### Reading passage
---------------
Google Just Folded a Full Creative Agency Into Asset Studio. The Brief Goes In, Video Comes Out.
Google has rebuilt Asset Studio around Gemini. Marketers can now upload a brief and get text, images and video back, plus a one-click test that ranks creative before the spend goes live. The unit economics of production just shifted inside the platform.
The line between media buyer and creative producer has been thinning for years. With Asset Studio inside Google Ads, that line is gone.
Google has rebuilt Asset Studio around Gemini and given it the ability to take a marketing brief and produce text, images and video without the user ever leaving the Google Ads interface. The announcement at Google Marketing Live 2026 puts Google directly into the creative tools market alongside Adobe Firefly and Meta's AI suite. The new features include a natural language briefing interface, multimodal asset generation through Gemini, Veo and Nano Banana, and a 1-Click Creative Testing feature that ranks variants by predicted performance before launch.
Asset Studio now ingests far more context than before. Users can upload full marketing briefs, reference images, brand guidelines and product data. Gemini uses those imports to generate bespoke assets that match brand voice and visual standards. Gemini Omni, Google's multimodal model, will be added this northern summer to handle video creation. The full stack rolls out globally in English over the coming months.
---------------
[Data records]

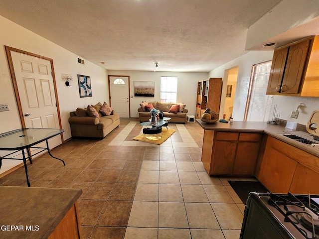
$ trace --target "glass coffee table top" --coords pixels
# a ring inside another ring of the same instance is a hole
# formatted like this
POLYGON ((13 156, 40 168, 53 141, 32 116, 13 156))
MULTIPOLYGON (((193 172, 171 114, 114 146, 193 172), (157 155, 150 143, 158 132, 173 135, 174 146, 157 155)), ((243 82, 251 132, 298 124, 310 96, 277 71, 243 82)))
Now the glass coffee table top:
MULTIPOLYGON (((155 124, 155 126, 163 125, 165 123, 167 123, 168 122, 167 120, 170 120, 170 118, 164 117, 162 120, 161 119, 157 121, 156 124, 155 124)), ((151 119, 150 119, 150 121, 148 122, 143 122, 143 123, 141 123, 140 124, 142 126, 153 126, 152 123, 151 123, 151 119)))

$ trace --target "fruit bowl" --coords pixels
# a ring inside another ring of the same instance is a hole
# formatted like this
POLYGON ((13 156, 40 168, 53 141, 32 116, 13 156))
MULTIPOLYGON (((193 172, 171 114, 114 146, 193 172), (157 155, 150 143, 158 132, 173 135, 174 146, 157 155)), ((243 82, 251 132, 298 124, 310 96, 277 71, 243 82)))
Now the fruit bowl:
POLYGON ((218 121, 218 118, 215 119, 214 120, 206 120, 205 119, 200 118, 200 120, 203 122, 205 122, 206 123, 215 123, 218 121))

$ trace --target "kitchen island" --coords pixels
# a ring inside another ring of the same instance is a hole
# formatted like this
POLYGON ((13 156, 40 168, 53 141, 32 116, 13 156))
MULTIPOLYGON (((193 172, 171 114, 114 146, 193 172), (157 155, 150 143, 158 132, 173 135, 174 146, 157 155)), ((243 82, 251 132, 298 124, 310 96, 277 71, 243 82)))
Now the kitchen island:
POLYGON ((81 238, 81 189, 0 186, 0 238, 81 238))
POLYGON ((196 121, 204 129, 202 161, 213 176, 256 177, 273 192, 319 193, 319 150, 265 122, 196 121))

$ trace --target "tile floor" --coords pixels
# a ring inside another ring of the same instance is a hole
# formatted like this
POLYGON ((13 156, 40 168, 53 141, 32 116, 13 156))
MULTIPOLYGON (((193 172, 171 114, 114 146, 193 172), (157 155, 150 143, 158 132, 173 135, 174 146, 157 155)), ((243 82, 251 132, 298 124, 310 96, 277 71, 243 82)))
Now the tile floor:
MULTIPOLYGON (((239 238, 244 205, 227 178, 205 171, 203 130, 169 127, 176 131, 160 145, 133 140, 142 129, 134 120, 102 140, 72 139, 51 150, 65 166, 47 154, 28 165, 31 187, 81 188, 84 239, 239 238)), ((23 168, 0 185, 26 186, 23 168)))

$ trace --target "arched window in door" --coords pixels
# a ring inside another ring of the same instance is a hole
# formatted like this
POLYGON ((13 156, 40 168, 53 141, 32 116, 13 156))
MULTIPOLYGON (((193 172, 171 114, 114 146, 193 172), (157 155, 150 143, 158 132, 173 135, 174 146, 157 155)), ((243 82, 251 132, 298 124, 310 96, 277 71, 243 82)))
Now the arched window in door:
POLYGON ((114 80, 113 84, 122 84, 124 85, 125 84, 125 82, 121 78, 117 78, 114 80))

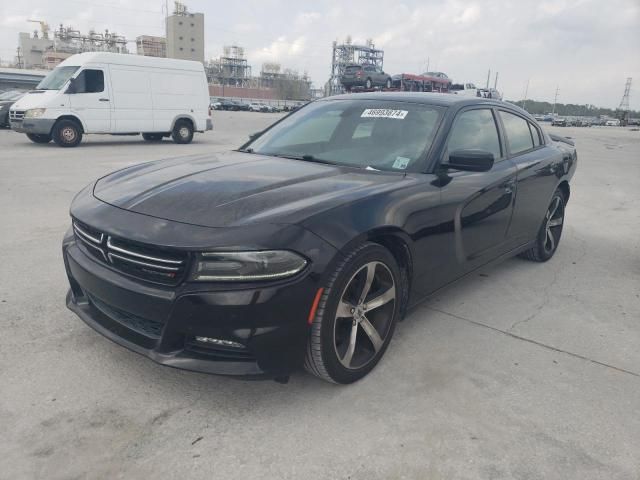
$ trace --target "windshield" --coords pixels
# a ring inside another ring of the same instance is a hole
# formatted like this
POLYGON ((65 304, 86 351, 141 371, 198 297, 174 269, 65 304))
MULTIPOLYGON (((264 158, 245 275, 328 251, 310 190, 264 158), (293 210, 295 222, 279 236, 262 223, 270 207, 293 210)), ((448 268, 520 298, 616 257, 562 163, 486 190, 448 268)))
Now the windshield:
POLYGON ((37 90, 60 90, 67 80, 80 67, 57 67, 49 75, 44 77, 36 87, 37 90))
POLYGON ((24 92, 20 92, 18 90, 11 90, 9 92, 4 92, 0 94, 0 100, 17 100, 22 95, 24 95, 24 92))
POLYGON ((292 114, 245 151, 404 171, 429 149, 443 109, 416 103, 333 100, 292 114))

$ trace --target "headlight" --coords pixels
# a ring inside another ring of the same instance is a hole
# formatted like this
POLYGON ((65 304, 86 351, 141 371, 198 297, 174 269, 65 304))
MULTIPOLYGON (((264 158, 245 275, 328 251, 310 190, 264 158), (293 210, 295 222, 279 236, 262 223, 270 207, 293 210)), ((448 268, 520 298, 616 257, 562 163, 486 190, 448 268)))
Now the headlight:
POLYGON ((306 265, 303 257, 286 250, 205 252, 198 255, 192 279, 201 282, 277 280, 295 275, 306 265))
POLYGON ((24 118, 37 118, 44 115, 46 108, 31 108, 24 112, 24 118))

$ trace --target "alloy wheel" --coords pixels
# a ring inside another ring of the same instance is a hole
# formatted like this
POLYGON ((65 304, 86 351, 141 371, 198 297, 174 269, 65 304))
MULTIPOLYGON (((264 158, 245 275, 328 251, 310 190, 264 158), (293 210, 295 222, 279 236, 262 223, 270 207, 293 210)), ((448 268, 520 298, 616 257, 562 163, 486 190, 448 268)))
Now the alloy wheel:
POLYGON ((76 139, 76 131, 72 127, 64 127, 60 135, 67 143, 72 143, 76 139))
POLYGON ((382 262, 369 262, 351 277, 340 297, 333 345, 340 363, 356 370, 383 347, 393 322, 396 284, 382 262))
POLYGON ((560 196, 555 196, 553 198, 545 218, 544 249, 549 253, 555 250, 558 245, 558 241, 560 240, 560 234, 562 233, 564 205, 562 205, 562 198, 560 196))

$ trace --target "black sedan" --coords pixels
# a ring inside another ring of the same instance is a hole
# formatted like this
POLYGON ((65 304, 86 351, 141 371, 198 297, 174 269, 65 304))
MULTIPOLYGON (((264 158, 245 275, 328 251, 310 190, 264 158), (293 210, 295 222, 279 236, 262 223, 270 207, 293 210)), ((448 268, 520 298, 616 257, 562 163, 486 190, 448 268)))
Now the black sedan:
POLYGON ((408 308, 560 242, 573 144, 446 94, 337 96, 236 151, 132 166, 81 191, 67 304, 164 365, 362 378, 408 308))

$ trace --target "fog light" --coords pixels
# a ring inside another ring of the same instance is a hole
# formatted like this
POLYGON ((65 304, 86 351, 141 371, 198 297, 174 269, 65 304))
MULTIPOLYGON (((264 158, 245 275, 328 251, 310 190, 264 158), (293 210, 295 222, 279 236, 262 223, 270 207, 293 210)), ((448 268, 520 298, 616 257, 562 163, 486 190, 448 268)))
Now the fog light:
POLYGON ((232 342, 231 340, 221 340, 219 338, 196 337, 196 342, 208 343, 210 345, 219 345, 221 347, 244 348, 244 345, 242 345, 241 343, 232 342))

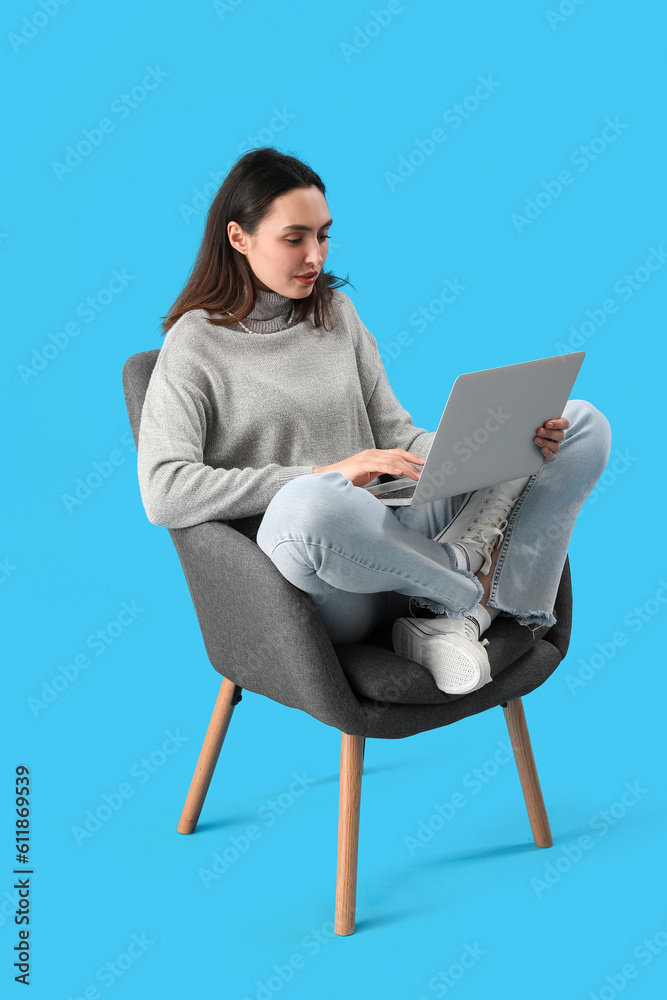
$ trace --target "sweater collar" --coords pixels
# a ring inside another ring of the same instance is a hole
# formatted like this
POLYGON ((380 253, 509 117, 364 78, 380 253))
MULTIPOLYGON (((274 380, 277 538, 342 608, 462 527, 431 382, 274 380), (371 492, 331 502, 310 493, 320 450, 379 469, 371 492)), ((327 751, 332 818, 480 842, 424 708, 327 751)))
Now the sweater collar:
POLYGON ((279 292, 265 292, 261 288, 255 293, 255 305, 248 319, 269 321, 273 319, 287 319, 287 314, 292 307, 294 300, 287 295, 280 295, 279 292))

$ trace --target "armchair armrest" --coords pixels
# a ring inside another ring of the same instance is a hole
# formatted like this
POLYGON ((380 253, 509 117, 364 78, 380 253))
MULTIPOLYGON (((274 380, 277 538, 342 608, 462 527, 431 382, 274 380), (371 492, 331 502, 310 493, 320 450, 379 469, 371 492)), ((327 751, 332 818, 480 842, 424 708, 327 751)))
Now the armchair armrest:
POLYGON ((170 528, 213 667, 350 735, 364 712, 310 597, 224 521, 170 528))

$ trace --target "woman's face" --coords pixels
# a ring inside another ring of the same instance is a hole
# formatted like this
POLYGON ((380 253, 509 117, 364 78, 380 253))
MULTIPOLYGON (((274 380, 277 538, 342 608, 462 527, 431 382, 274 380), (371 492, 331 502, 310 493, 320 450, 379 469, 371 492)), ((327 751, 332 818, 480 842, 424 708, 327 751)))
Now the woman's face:
POLYGON ((314 282, 299 281, 297 275, 317 275, 322 270, 331 222, 319 188, 294 188, 275 199, 254 237, 236 222, 229 223, 227 234, 232 246, 248 258, 258 288, 306 299, 314 282))

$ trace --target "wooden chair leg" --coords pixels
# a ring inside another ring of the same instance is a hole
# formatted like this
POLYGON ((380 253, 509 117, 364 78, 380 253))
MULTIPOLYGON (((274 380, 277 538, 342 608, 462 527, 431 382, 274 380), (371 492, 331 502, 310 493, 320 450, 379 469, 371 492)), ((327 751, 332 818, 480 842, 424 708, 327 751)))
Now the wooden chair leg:
POLYGON ((190 782, 188 797, 183 806, 183 812, 178 822, 179 833, 193 833, 197 826, 199 814, 204 805, 204 799, 211 784, 211 778, 218 763, 220 750, 227 734, 227 728, 234 711, 234 706, 240 701, 241 688, 227 677, 220 685, 220 691, 215 702, 213 715, 206 730, 204 744, 199 754, 195 773, 190 782))
POLYGON ((341 733, 336 871, 336 934, 354 933, 364 737, 341 733))
POLYGON ((514 698, 503 705, 505 722, 514 751, 523 797, 526 801, 530 828, 533 831, 533 839, 538 847, 551 847, 553 839, 549 829, 547 811, 544 807, 540 780, 537 776, 533 749, 530 745, 526 716, 523 711, 521 698, 514 698))

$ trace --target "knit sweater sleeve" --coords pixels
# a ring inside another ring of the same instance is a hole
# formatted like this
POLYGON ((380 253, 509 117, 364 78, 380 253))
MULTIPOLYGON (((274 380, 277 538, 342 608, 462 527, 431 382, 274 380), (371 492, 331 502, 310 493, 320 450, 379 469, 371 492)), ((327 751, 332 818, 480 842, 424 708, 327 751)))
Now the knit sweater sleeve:
POLYGON ((359 377, 366 397, 366 412, 376 448, 404 448, 426 458, 435 431, 415 427, 412 417, 400 404, 389 384, 376 338, 366 329, 347 296, 349 321, 356 340, 359 377), (348 304, 349 303, 349 304, 348 304))
POLYGON ((146 393, 139 429, 139 489, 148 519, 166 528, 202 521, 229 521, 266 510, 290 479, 312 466, 214 468, 203 461, 211 421, 202 390, 183 376, 156 366, 146 393))

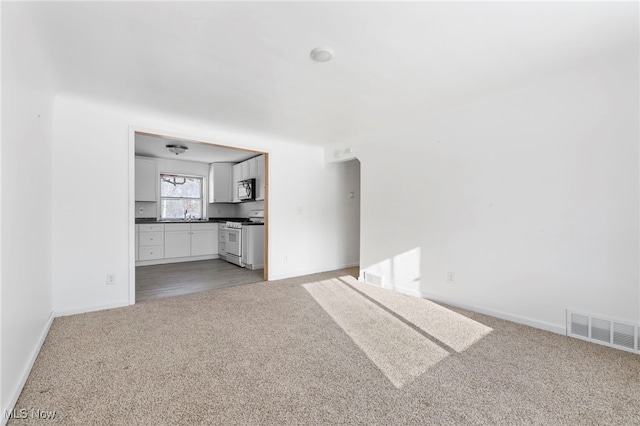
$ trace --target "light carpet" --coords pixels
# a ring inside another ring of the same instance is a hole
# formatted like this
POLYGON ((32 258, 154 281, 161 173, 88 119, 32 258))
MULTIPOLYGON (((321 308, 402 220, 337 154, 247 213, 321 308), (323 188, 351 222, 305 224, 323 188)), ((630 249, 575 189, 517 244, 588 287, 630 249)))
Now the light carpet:
POLYGON ((638 355, 347 272, 57 318, 9 424, 640 424, 638 355))

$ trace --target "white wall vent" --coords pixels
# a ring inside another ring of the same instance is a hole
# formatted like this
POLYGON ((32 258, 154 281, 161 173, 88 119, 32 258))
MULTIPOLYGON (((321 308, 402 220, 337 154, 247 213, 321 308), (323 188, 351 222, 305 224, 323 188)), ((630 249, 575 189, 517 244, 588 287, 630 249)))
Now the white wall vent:
POLYGON ((370 272, 364 272, 364 282, 382 287, 382 277, 370 272))
POLYGON ((567 336, 640 353, 640 326, 567 311, 567 336))

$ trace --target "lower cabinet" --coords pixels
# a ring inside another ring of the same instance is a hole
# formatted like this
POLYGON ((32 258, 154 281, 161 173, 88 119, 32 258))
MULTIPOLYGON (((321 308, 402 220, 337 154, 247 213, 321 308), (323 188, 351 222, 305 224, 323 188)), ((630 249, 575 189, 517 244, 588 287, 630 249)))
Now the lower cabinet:
POLYGON ((217 223, 137 225, 137 261, 186 262, 218 254, 217 223), (160 229, 160 227, 162 227, 160 229))
POLYGON ((164 225, 138 225, 138 260, 164 258, 164 225))
POLYGON ((164 226, 164 257, 191 256, 191 225, 171 223, 164 226))
POLYGON ((191 256, 218 254, 218 224, 191 224, 191 256))

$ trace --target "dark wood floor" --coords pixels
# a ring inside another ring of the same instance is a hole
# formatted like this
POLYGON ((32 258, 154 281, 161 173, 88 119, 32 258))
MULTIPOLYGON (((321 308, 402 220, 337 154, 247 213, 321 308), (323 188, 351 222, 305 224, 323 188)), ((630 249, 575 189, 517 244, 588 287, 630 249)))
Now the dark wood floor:
POLYGON ((137 266, 136 302, 260 282, 263 272, 220 259, 137 266))

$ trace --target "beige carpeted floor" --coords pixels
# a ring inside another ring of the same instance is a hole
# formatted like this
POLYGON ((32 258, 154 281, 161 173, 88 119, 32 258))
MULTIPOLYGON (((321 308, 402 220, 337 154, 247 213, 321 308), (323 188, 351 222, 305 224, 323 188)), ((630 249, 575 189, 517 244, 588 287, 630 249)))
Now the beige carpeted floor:
POLYGON ((640 424, 638 355, 346 272, 57 318, 9 424, 640 424))

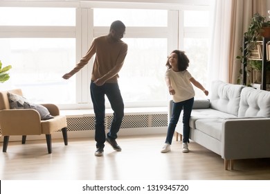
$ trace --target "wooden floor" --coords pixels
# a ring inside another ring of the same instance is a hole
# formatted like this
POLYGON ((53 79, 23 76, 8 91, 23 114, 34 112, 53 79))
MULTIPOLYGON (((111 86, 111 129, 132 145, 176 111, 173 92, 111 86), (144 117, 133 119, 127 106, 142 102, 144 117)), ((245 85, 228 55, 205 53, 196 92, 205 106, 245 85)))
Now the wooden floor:
POLYGON ((191 142, 190 152, 182 153, 174 140, 172 151, 160 152, 165 135, 120 136, 122 152, 106 144, 104 157, 94 156, 93 137, 53 139, 53 153, 46 141, 26 144, 10 142, 0 152, 1 180, 269 180, 270 159, 235 162, 235 170, 224 170, 220 156, 191 142))

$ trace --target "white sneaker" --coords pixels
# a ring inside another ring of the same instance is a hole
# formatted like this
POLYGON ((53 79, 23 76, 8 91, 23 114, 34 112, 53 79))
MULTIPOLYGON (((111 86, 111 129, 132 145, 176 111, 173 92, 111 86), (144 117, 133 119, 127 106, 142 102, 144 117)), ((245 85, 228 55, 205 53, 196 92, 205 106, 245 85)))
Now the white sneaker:
POLYGON ((168 144, 168 143, 165 143, 163 147, 162 148, 161 152, 161 153, 166 153, 169 151, 170 151, 170 145, 168 144))
POLYGON ((182 152, 188 153, 189 151, 188 143, 183 143, 182 152))

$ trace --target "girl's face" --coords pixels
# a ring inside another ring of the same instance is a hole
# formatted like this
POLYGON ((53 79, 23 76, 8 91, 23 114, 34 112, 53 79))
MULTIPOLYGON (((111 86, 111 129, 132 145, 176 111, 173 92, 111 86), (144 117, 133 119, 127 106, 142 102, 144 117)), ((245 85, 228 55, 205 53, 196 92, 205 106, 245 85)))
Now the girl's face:
POLYGON ((176 53, 172 53, 169 56, 169 64, 172 66, 173 70, 178 70, 178 56, 176 53))

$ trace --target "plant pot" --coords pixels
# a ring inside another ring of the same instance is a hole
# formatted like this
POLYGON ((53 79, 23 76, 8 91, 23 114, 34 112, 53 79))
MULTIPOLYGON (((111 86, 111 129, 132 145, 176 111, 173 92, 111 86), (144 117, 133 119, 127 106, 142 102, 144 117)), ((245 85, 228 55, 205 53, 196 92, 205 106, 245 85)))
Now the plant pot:
POLYGON ((262 71, 252 69, 252 82, 255 84, 262 83, 262 71))
MULTIPOLYGON (((252 82, 255 84, 262 83, 262 71, 252 70, 252 82)), ((270 84, 270 71, 267 71, 267 85, 270 84)))
POLYGON ((270 27, 262 27, 260 35, 264 37, 270 37, 270 27))

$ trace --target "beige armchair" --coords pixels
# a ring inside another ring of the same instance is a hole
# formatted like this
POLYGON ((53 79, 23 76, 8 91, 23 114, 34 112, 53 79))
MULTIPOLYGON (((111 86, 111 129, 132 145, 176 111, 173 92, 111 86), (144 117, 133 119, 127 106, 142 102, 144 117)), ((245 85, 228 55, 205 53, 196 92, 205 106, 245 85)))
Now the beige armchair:
POLYGON ((8 92, 22 96, 20 89, 0 91, 0 129, 3 136, 3 152, 6 152, 11 135, 22 136, 22 144, 27 135, 45 134, 48 152, 52 152, 51 133, 62 130, 64 145, 68 145, 66 118, 60 116, 58 107, 53 104, 42 104, 53 118, 42 121, 39 112, 34 109, 10 109, 8 92))

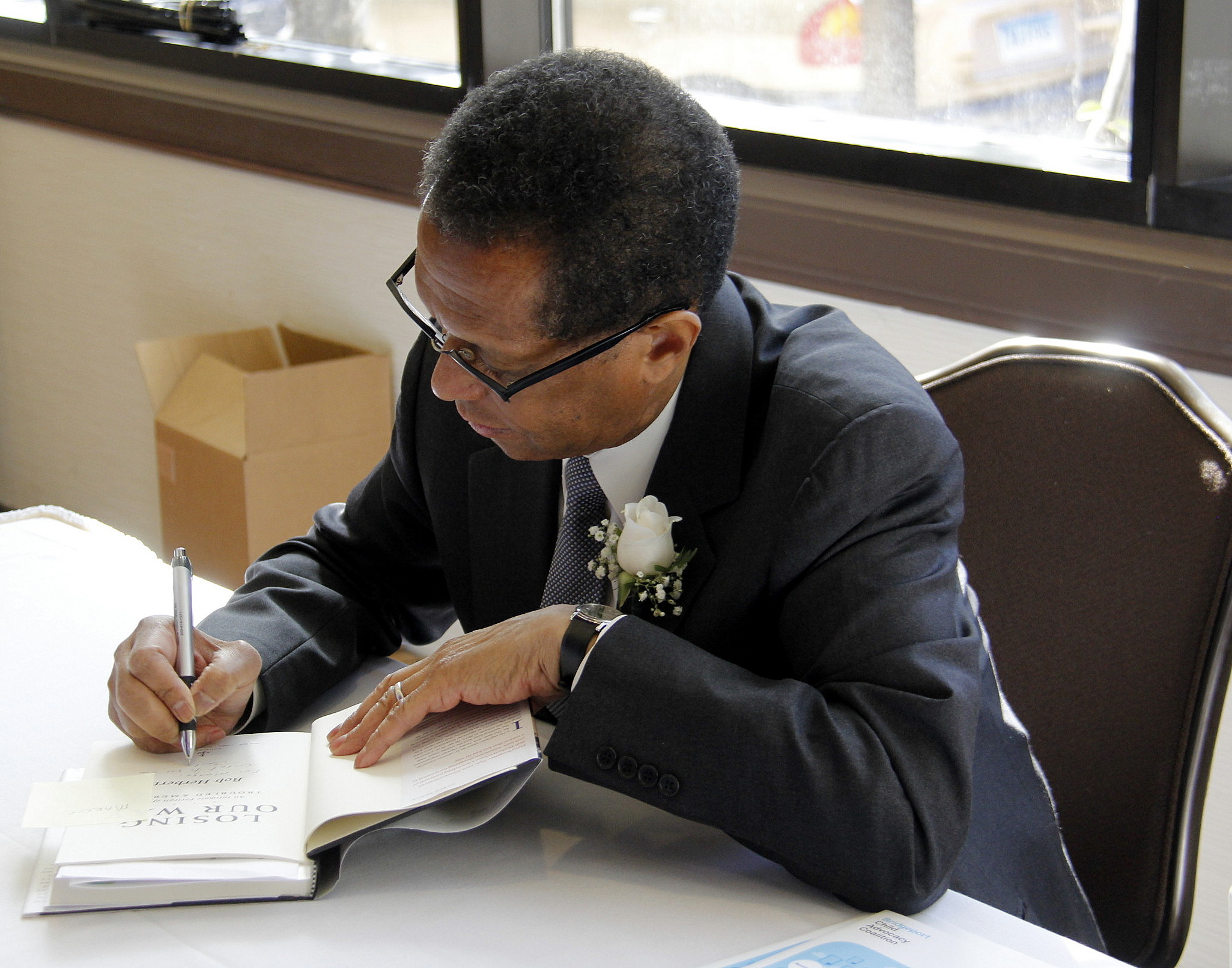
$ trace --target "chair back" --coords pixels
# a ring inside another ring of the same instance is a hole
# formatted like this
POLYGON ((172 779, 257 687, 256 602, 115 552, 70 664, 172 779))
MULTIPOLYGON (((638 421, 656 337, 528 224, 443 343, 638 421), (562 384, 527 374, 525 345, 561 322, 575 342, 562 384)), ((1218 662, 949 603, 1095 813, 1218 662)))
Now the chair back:
POLYGON ((1227 681, 1232 421, 1175 363, 999 342, 920 377, 962 447, 962 557, 1112 956, 1184 947, 1227 681))

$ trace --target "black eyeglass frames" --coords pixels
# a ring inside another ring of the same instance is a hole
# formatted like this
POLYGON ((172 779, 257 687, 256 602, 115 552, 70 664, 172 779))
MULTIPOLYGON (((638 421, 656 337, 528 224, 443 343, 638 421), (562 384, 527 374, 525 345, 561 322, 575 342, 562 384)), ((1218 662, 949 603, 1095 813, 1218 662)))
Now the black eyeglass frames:
POLYGON ((425 317, 423 313, 420 313, 402 291, 403 282, 405 281, 407 276, 410 275, 410 270, 413 270, 414 267, 415 267, 415 252, 411 252, 409 256, 407 256, 407 261, 403 262, 400 266, 398 266, 398 271, 394 272, 389 277, 389 281, 386 283, 386 286, 389 287, 389 292, 393 293, 393 298, 398 300, 398 305, 400 305, 403 308, 403 312, 407 315, 409 315, 415 321, 415 325, 424 331, 424 335, 428 336, 429 341, 432 345, 432 349, 436 352, 445 353, 446 356, 448 356, 455 363, 462 367, 467 373, 469 373, 477 381, 483 383, 483 385, 485 385, 488 389, 495 393, 505 403, 509 403, 509 399, 515 393, 521 393, 527 387, 533 387, 536 383, 541 383, 548 377, 554 377, 557 373, 563 373, 565 369, 575 367, 578 363, 584 363, 586 360, 590 360, 594 356, 599 356, 599 353, 604 352, 605 350, 610 350, 612 346, 623 340, 626 336, 637 333, 639 329, 649 325, 659 317, 665 315, 668 313, 675 313, 680 309, 689 308, 689 303, 684 303, 681 305, 668 307, 667 309, 655 309, 653 313, 647 315, 641 321, 634 323, 632 326, 622 329, 620 333, 614 333, 611 336, 604 336, 604 339, 599 340, 598 342, 593 342, 589 346, 578 350, 575 353, 569 353, 563 360, 557 360, 554 363, 548 363, 546 367, 536 369, 533 373, 527 373, 525 377, 515 379, 506 387, 503 383, 499 383, 498 381, 493 379, 477 367, 474 367, 466 358, 464 355, 471 353, 471 350, 445 349, 445 342, 450 337, 448 334, 444 329, 441 329, 441 326, 436 323, 435 319, 425 317))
---------------
### Problem statement
In the article about Google's Asset Studio, at which event was the Gemini-based rebuild announced? The items have no connection to the text.

### Answer to this problem
Google Marketing Live 2026.